Data for this task start

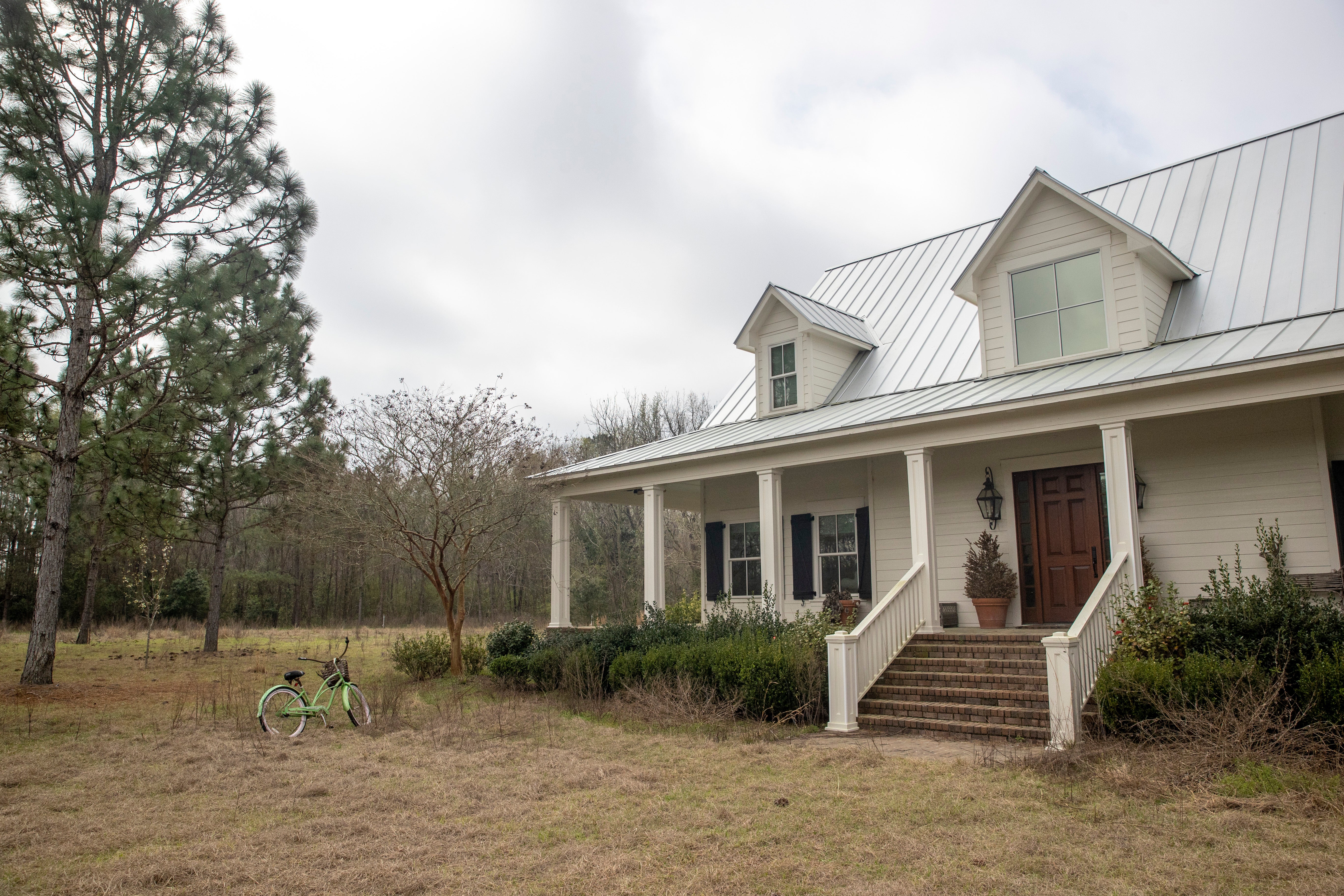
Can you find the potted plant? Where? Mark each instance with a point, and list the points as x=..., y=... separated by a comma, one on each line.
x=991, y=584
x=840, y=606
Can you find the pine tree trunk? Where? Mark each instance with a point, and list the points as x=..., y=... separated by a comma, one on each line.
x=217, y=589
x=42, y=641
x=100, y=535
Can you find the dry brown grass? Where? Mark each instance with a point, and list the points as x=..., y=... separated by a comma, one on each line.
x=160, y=781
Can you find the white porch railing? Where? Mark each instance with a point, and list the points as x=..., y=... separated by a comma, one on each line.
x=858, y=659
x=1074, y=659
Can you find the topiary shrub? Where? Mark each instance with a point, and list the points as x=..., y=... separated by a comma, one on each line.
x=474, y=655
x=510, y=671
x=547, y=668
x=422, y=659
x=515, y=639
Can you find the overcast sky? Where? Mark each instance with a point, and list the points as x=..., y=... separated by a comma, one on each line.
x=589, y=198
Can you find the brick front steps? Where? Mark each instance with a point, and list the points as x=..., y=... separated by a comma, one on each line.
x=964, y=686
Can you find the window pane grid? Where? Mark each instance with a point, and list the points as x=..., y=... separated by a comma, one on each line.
x=745, y=558
x=1058, y=309
x=838, y=553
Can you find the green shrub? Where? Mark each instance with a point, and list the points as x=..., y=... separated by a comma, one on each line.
x=422, y=659
x=626, y=671
x=474, y=655
x=1154, y=624
x=1131, y=691
x=584, y=675
x=1276, y=621
x=514, y=639
x=1320, y=691
x=685, y=610
x=547, y=668
x=1206, y=682
x=510, y=670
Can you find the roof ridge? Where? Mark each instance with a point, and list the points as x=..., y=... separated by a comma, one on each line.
x=1084, y=193
x=818, y=301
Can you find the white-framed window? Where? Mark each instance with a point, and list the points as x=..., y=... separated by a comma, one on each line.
x=838, y=553
x=1060, y=309
x=784, y=378
x=745, y=559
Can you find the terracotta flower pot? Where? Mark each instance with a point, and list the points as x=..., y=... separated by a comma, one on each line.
x=847, y=610
x=993, y=612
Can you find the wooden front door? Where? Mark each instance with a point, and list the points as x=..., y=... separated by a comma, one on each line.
x=1061, y=534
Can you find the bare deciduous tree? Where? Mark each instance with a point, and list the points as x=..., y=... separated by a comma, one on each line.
x=439, y=480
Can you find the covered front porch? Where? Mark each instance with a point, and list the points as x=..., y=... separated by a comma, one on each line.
x=892, y=522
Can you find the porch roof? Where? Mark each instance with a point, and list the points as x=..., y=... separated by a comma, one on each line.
x=1229, y=349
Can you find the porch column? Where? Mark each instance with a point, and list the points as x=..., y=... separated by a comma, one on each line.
x=1121, y=499
x=560, y=563
x=772, y=531
x=654, y=555
x=923, y=545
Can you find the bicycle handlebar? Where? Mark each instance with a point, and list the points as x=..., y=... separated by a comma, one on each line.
x=342, y=655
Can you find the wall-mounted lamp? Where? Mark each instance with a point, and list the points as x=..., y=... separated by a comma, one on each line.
x=991, y=503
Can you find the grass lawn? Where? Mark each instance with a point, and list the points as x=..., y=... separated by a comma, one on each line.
x=124, y=780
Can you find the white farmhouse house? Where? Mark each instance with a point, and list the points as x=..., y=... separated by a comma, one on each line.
x=1158, y=358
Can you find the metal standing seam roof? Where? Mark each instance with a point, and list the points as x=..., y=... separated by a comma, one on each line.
x=1260, y=222
x=831, y=319
x=1230, y=349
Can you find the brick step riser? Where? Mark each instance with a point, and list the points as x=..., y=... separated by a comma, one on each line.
x=924, y=663
x=962, y=731
x=1029, y=684
x=982, y=639
x=957, y=713
x=984, y=698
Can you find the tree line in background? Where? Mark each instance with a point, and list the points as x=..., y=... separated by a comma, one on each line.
x=159, y=422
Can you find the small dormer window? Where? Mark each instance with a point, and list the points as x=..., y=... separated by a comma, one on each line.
x=1058, y=309
x=784, y=379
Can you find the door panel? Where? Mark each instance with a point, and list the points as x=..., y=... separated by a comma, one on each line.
x=1068, y=508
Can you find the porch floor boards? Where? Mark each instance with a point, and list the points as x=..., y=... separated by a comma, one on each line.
x=967, y=684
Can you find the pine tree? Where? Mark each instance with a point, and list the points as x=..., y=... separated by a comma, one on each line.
x=254, y=413
x=122, y=143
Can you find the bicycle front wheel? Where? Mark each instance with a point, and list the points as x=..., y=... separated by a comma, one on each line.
x=359, y=713
x=273, y=716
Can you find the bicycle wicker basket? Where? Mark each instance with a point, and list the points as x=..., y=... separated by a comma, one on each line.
x=331, y=670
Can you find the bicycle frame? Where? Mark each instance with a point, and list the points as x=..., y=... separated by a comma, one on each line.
x=314, y=707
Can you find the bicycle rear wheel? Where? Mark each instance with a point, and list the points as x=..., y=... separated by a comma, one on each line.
x=272, y=719
x=359, y=713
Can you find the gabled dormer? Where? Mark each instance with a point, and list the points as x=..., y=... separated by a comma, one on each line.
x=802, y=350
x=1062, y=279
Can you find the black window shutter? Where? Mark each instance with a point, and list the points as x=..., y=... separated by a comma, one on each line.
x=713, y=559
x=803, y=557
x=861, y=519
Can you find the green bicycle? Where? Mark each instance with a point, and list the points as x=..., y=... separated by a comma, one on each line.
x=285, y=710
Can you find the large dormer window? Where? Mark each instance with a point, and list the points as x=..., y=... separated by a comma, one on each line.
x=784, y=379
x=1058, y=309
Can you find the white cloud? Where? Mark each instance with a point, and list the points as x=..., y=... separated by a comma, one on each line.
x=589, y=197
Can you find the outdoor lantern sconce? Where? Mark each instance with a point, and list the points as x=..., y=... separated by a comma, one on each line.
x=991, y=503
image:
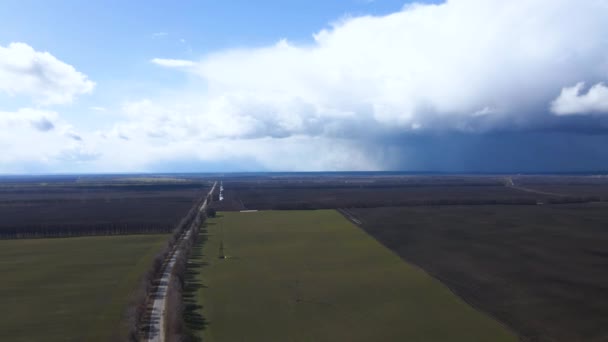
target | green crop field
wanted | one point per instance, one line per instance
(314, 276)
(74, 289)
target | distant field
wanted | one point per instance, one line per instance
(313, 276)
(74, 289)
(79, 208)
(540, 269)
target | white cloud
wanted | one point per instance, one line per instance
(465, 65)
(35, 137)
(571, 101)
(172, 63)
(39, 75)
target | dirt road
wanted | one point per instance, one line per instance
(156, 332)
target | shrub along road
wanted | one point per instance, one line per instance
(156, 332)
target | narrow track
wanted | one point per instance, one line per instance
(156, 331)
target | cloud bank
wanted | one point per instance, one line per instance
(479, 85)
(465, 65)
(40, 76)
(571, 101)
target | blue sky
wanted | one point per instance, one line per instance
(468, 85)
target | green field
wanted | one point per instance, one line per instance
(314, 276)
(74, 289)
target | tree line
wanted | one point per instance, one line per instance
(137, 318)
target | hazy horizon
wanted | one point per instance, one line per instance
(458, 86)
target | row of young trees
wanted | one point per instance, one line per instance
(137, 317)
(176, 325)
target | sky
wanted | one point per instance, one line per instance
(350, 85)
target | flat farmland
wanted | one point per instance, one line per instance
(80, 208)
(540, 269)
(73, 289)
(314, 276)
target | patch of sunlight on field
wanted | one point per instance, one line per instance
(314, 276)
(74, 289)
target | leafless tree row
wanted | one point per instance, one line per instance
(176, 331)
(138, 310)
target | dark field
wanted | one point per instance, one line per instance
(366, 191)
(68, 207)
(539, 269)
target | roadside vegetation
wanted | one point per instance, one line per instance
(314, 276)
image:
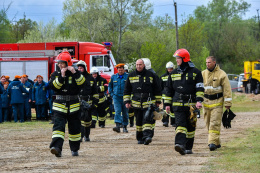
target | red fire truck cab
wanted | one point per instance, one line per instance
(39, 58)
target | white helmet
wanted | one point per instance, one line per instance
(94, 70)
(82, 63)
(170, 65)
(147, 63)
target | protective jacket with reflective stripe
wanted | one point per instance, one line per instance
(89, 89)
(188, 83)
(217, 82)
(142, 85)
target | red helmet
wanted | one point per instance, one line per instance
(64, 57)
(183, 53)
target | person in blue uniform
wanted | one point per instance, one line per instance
(116, 90)
(15, 91)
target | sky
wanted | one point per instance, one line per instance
(45, 10)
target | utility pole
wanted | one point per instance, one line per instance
(176, 26)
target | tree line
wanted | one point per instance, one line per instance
(216, 29)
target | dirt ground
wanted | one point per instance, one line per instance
(28, 150)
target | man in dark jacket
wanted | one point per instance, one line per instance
(184, 91)
(66, 83)
(39, 93)
(15, 91)
(89, 94)
(146, 90)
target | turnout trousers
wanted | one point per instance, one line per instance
(86, 121)
(213, 118)
(74, 125)
(144, 128)
(185, 132)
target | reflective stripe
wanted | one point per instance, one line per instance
(102, 118)
(101, 100)
(181, 104)
(57, 84)
(94, 117)
(126, 97)
(134, 79)
(58, 134)
(214, 131)
(96, 96)
(190, 134)
(227, 99)
(102, 88)
(181, 129)
(147, 127)
(199, 94)
(139, 128)
(212, 105)
(211, 87)
(199, 85)
(165, 78)
(80, 80)
(131, 114)
(76, 137)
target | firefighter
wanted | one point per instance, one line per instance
(66, 83)
(217, 93)
(89, 94)
(184, 89)
(164, 78)
(39, 97)
(116, 90)
(15, 91)
(146, 90)
(27, 98)
(100, 113)
(130, 110)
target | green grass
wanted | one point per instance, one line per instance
(239, 155)
(242, 103)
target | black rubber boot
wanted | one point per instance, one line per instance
(125, 129)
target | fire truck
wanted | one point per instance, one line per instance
(251, 81)
(39, 58)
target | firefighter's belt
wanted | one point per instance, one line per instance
(186, 97)
(66, 97)
(143, 95)
(214, 96)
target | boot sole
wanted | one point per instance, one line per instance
(180, 150)
(147, 142)
(55, 152)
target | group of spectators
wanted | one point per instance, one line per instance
(22, 94)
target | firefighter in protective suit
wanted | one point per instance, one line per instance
(146, 90)
(101, 112)
(130, 110)
(184, 89)
(217, 93)
(164, 79)
(88, 94)
(66, 83)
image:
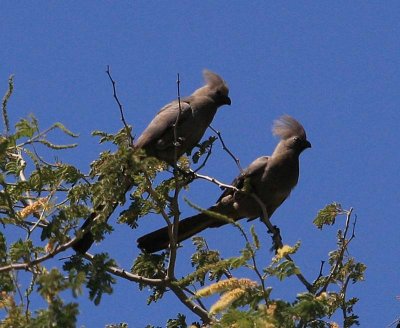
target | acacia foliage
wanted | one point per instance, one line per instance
(43, 203)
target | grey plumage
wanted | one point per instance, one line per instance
(193, 117)
(271, 178)
(196, 114)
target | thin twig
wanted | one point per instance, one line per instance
(173, 230)
(277, 239)
(342, 251)
(237, 161)
(205, 160)
(203, 314)
(121, 109)
(215, 181)
(5, 101)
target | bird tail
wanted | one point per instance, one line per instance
(87, 240)
(159, 239)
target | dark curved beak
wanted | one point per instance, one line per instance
(227, 100)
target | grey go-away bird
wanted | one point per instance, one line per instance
(192, 117)
(271, 178)
(196, 113)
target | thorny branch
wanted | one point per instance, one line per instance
(121, 110)
(173, 230)
(277, 239)
(343, 248)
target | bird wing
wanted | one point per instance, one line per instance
(163, 122)
(257, 167)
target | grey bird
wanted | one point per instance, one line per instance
(271, 178)
(192, 116)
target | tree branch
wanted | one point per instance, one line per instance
(237, 161)
(121, 109)
(203, 314)
(343, 248)
(128, 275)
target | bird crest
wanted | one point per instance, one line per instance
(212, 79)
(286, 127)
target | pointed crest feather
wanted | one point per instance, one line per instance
(212, 79)
(286, 127)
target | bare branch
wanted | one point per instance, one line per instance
(237, 161)
(5, 101)
(121, 109)
(128, 275)
(203, 314)
(215, 181)
(343, 248)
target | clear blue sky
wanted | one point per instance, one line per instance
(335, 66)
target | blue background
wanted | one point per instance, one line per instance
(332, 65)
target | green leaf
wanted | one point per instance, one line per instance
(327, 215)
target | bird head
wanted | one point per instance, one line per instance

Data for this task end

=== Exercise directions ===
In the stretch of material from the line containing "Can you find the terracotta" through the line containing "x=892, y=522", replace "front" with "main" and write out those lines with nothing else changed.

=== Output for this exercise ===
Can you find the terracotta flower pot? Where? Mark each instance with a point, and list the points as x=..., y=... separated by a comma, one on each line.
x=847, y=610
x=993, y=612
Can you find the wooden main door? Where? Mark each instance with a point, and list the points as x=..., y=... separated by a comma, one on each line.
x=1061, y=534
Can you find the bare deciduous tree? Where? Mark each instance with a point, and list the points as x=..., y=... separated by a comma, one on each line.
x=439, y=480
Can you find the covered main porch? Where? Mark each instance with a point, and list the points as x=..., y=... separated by a comma, one on each line.
x=892, y=522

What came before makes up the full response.